TASK MATERIAL ▸
__________

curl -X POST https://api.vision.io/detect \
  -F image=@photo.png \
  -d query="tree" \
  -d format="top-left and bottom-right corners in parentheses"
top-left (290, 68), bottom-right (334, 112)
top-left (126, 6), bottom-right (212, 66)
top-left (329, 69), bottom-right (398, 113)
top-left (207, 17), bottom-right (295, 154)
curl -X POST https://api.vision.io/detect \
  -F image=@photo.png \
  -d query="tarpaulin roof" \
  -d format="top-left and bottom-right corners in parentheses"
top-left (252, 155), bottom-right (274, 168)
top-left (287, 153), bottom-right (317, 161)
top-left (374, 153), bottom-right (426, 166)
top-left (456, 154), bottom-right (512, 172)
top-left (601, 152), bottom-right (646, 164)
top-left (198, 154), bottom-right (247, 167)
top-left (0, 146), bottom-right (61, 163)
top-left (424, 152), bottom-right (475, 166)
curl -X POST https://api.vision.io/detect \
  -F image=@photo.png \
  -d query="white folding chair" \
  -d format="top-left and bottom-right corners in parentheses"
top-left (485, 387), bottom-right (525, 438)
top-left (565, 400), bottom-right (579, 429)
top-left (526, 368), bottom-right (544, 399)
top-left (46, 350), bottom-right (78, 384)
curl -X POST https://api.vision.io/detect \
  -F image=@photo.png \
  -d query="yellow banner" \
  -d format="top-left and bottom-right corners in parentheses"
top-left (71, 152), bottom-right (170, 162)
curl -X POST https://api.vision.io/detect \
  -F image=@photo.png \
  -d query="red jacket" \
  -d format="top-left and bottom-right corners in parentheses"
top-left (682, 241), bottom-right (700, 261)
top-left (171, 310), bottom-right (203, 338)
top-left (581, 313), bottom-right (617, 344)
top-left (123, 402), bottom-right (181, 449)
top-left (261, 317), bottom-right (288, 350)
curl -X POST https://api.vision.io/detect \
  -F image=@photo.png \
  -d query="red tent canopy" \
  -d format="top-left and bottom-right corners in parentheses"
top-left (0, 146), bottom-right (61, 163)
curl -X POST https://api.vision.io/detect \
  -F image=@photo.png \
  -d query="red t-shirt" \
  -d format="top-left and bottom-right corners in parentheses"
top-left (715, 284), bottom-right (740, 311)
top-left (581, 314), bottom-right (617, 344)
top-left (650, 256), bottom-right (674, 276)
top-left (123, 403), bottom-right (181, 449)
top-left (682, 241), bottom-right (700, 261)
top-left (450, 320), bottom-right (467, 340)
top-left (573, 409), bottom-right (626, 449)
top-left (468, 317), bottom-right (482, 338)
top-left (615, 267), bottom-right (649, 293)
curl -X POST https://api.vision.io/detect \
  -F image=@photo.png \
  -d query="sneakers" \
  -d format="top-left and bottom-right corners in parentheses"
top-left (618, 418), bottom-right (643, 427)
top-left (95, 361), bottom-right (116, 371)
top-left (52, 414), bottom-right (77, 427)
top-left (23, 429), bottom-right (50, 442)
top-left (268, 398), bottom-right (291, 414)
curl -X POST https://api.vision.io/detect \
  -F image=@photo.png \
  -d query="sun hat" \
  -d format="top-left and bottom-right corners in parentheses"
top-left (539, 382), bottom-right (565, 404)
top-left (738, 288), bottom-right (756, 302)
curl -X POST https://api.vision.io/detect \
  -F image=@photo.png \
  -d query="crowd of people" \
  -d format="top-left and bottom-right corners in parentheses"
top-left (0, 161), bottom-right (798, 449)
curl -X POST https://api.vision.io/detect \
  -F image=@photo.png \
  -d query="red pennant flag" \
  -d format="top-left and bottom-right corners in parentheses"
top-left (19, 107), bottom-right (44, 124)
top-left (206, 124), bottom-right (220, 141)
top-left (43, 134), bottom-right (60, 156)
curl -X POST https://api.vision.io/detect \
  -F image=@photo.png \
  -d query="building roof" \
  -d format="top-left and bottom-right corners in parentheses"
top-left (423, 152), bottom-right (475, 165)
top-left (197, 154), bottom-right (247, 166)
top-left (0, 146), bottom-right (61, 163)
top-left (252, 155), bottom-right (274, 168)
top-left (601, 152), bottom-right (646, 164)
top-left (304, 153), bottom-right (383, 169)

__________

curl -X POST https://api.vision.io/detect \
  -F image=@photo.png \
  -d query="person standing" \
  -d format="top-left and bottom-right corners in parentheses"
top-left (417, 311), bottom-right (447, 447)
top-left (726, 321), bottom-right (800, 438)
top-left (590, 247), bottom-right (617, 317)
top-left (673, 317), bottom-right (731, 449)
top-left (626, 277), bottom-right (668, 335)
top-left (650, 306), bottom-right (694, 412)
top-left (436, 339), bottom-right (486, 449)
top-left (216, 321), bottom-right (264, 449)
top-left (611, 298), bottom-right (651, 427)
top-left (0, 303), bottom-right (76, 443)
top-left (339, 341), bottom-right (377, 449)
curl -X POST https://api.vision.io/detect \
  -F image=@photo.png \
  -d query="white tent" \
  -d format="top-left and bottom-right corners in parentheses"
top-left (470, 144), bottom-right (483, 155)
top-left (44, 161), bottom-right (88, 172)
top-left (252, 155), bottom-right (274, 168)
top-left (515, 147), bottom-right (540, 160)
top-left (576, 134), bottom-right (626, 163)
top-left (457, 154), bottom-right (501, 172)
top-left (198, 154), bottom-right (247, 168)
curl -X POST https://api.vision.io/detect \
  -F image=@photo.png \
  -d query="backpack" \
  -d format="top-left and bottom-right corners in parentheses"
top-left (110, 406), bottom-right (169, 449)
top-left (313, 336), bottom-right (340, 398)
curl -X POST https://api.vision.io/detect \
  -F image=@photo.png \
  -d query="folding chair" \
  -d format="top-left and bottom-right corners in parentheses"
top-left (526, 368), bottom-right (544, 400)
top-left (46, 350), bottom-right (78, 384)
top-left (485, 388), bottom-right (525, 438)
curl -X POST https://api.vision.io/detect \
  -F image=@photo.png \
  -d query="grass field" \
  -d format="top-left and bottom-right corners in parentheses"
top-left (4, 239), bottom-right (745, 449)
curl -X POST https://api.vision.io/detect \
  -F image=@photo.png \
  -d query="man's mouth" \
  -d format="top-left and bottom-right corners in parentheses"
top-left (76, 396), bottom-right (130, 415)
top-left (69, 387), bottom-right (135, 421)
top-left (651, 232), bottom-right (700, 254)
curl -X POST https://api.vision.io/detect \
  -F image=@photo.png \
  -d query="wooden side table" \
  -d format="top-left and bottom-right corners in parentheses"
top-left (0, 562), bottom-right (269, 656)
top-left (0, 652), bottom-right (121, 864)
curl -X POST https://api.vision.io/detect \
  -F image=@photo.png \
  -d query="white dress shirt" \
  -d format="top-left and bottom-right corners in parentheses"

__________

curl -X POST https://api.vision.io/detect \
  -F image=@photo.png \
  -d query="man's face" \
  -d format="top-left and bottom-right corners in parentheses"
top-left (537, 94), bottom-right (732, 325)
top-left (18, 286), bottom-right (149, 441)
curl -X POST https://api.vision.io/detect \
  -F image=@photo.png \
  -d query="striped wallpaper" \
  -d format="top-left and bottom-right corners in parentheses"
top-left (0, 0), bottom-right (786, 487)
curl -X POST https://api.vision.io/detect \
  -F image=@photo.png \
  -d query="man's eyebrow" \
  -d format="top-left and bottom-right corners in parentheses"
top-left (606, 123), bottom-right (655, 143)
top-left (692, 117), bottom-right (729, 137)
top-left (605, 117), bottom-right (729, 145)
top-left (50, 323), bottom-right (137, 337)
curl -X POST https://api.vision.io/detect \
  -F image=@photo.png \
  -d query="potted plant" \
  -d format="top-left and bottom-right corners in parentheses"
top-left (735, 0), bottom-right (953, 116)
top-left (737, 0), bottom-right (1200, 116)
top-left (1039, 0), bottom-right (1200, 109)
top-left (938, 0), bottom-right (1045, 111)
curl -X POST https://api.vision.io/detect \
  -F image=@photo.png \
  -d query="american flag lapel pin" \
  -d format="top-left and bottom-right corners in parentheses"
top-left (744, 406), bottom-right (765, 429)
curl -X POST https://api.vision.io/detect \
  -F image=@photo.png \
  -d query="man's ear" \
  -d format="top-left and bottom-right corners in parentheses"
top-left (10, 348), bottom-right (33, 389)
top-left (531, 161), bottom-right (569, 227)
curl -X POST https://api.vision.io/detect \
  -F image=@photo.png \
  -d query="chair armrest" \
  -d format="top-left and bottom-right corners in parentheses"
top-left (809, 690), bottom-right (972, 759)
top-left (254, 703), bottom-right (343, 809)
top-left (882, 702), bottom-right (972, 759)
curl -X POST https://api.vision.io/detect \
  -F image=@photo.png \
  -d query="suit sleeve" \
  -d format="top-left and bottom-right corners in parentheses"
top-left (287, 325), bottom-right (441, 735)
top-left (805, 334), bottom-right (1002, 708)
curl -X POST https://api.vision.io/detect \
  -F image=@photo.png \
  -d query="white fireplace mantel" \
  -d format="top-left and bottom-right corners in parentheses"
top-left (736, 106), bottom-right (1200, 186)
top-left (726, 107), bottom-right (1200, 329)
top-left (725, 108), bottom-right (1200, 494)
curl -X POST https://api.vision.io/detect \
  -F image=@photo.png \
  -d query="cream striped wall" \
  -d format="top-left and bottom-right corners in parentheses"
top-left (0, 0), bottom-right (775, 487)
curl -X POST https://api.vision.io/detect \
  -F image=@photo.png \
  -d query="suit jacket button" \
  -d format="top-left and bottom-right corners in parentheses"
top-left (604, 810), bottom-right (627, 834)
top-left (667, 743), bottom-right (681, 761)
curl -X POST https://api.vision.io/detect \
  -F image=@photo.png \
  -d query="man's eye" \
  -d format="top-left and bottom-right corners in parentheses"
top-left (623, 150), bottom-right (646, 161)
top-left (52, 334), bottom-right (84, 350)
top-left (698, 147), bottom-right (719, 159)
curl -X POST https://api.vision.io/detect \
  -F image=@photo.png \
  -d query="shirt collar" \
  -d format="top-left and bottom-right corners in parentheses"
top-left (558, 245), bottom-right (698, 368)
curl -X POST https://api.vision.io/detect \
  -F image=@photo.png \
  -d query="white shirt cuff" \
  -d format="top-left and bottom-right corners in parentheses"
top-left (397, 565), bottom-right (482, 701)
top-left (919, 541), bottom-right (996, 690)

__________

TASK TO CARRY OUT ▸ Search the data for the string "jacket" and copy out every line where it is found.

RESPONSE FOR THIS EXERCISE ▸
  -d query="red jacket" \
  -d query="suit jacket button" \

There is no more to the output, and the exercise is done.